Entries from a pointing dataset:

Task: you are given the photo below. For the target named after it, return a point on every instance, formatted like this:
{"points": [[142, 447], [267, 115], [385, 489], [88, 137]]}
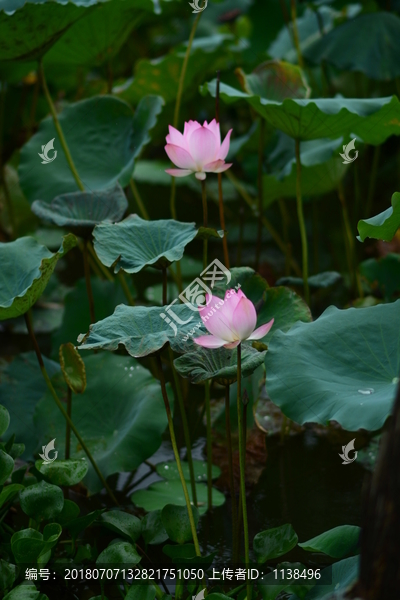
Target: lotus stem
{"points": [[242, 461], [138, 199], [209, 445], [178, 101], [58, 128], [88, 282], [235, 553], [68, 427], [205, 220], [303, 233], [275, 235], [64, 413], [260, 191], [185, 425], [220, 194], [177, 458]]}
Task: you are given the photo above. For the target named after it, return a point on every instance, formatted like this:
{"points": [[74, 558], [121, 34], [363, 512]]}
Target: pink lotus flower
{"points": [[198, 150], [230, 321]]}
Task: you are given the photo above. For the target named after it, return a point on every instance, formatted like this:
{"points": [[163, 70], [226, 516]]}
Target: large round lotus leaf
{"points": [[275, 80], [343, 367], [122, 523], [135, 243], [219, 364], [103, 136], [83, 209], [121, 415], [345, 47], [161, 75], [337, 542], [100, 34], [42, 500], [321, 171], [143, 330], [382, 226], [26, 268], [371, 119], [63, 472], [278, 303], [34, 27], [158, 494]]}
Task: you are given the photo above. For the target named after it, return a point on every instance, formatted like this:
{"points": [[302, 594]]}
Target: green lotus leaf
{"points": [[345, 47], [160, 493], [100, 34], [122, 523], [42, 500], [383, 273], [63, 472], [278, 303], [122, 553], [273, 543], [382, 226], [169, 470], [135, 243], [103, 147], [33, 27], [343, 367], [275, 80], [83, 209], [26, 268], [337, 542], [371, 119], [177, 524], [219, 364], [22, 386], [121, 415], [321, 170], [161, 75], [143, 330]]}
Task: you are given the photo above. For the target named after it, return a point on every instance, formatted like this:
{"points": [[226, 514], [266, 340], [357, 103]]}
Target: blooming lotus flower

**Exercise directions:**
Give every line above again exactly, with no pictures.

**Task answer:**
Task: you are given the photo below. For the target named after it, return a point on every instance, formatted like this:
{"points": [[142, 447], [267, 115], [385, 489], [88, 137]]}
Target: lotus stem
{"points": [[242, 461], [138, 199], [209, 445], [178, 101], [58, 128], [88, 282], [235, 553], [68, 427], [205, 220], [303, 233], [275, 235], [64, 413], [260, 191], [185, 425], [220, 194], [177, 458]]}
Task: you are given the photo above. For the target named after it, return a point on every instance, formatted like this:
{"points": [[74, 558], [121, 34], [363, 512]]}
Target: pink lotus flower
{"points": [[198, 150], [230, 321]]}
Task: you are given the photo above. For the target named after it, return a point on every instance, formatted like this:
{"points": [[163, 70], [226, 516]]}
Target: large round lotus leaf
{"points": [[275, 80], [343, 367], [122, 523], [135, 243], [219, 364], [103, 136], [83, 209], [121, 415], [345, 47], [161, 75], [337, 542], [100, 34], [42, 500], [321, 171], [143, 330], [382, 226], [26, 268], [371, 119], [63, 472], [278, 303], [34, 27], [158, 494]]}
Task: you are given the photo above. For the target named after it, return a point on every instance, formatted like this:
{"points": [[302, 594]]}
Target: green lotus leaf
{"points": [[345, 47], [160, 493], [100, 34], [122, 523], [42, 500], [383, 273], [63, 472], [278, 303], [122, 553], [273, 543], [382, 226], [169, 470], [135, 243], [103, 147], [33, 27], [343, 367], [275, 80], [83, 209], [26, 268], [337, 542], [371, 119], [177, 524], [219, 364], [22, 386], [121, 415], [321, 170], [161, 75], [143, 330]]}
Task: you are given the photo above. For the target named after it, return a point on every instance, formatted like this:
{"points": [[226, 514], [266, 340], [357, 103]]}
Target: blooming lotus flower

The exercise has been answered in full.